Data items

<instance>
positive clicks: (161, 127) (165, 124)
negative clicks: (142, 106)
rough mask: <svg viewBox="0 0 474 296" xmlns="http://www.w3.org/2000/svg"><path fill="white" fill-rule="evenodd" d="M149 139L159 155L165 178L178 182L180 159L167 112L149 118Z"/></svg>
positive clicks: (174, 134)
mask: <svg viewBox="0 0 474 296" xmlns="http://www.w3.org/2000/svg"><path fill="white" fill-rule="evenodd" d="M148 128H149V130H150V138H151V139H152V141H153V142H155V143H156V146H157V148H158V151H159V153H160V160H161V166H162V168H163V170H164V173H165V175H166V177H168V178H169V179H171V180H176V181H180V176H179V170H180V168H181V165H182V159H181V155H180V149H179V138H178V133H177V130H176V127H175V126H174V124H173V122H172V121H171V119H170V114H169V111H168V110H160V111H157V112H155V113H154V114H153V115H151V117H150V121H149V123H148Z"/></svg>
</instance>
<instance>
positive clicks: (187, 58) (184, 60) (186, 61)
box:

== Task prompt ==
Lay out these lines as a JSON list of strings, one string per line, with any blank lines omitted.

== Task solution ==
[
  "<instance>",
  "positive clicks: (161, 127) (165, 124)",
  "negative clicks: (142, 106)",
  "rough mask: <svg viewBox=\"0 0 474 296\" xmlns=\"http://www.w3.org/2000/svg\"><path fill=\"white\" fill-rule=\"evenodd\" d=\"M149 139L159 155L165 178L178 182L180 159L167 112L149 118Z\"/></svg>",
  "positive clicks: (174, 134)",
  "mask: <svg viewBox=\"0 0 474 296\" xmlns=\"http://www.w3.org/2000/svg\"><path fill=\"white\" fill-rule=\"evenodd\" d=\"M148 128H149V130H150V138H151V139H152V141H153V142H155V143H156V146H157V148H158V151H159V153H160V160H161V166H162V168H163V170H164V173H165V175H166V177H168V178H169V179H171V180H176V181H180V176H179V170H180V168H181V165H182V159H181V155H180V149H179V138H178V133H177V130H176V127H175V126H174V124H173V122H172V121H171V119H170V114H169V111H168V110H160V111H157V112H155V113H154V114H153V115H151V117H150V121H149V123H148Z\"/></svg>",
  "</instance>",
  "<instance>",
  "positive clicks: (187, 58) (184, 60) (186, 61)",
  "box:"
]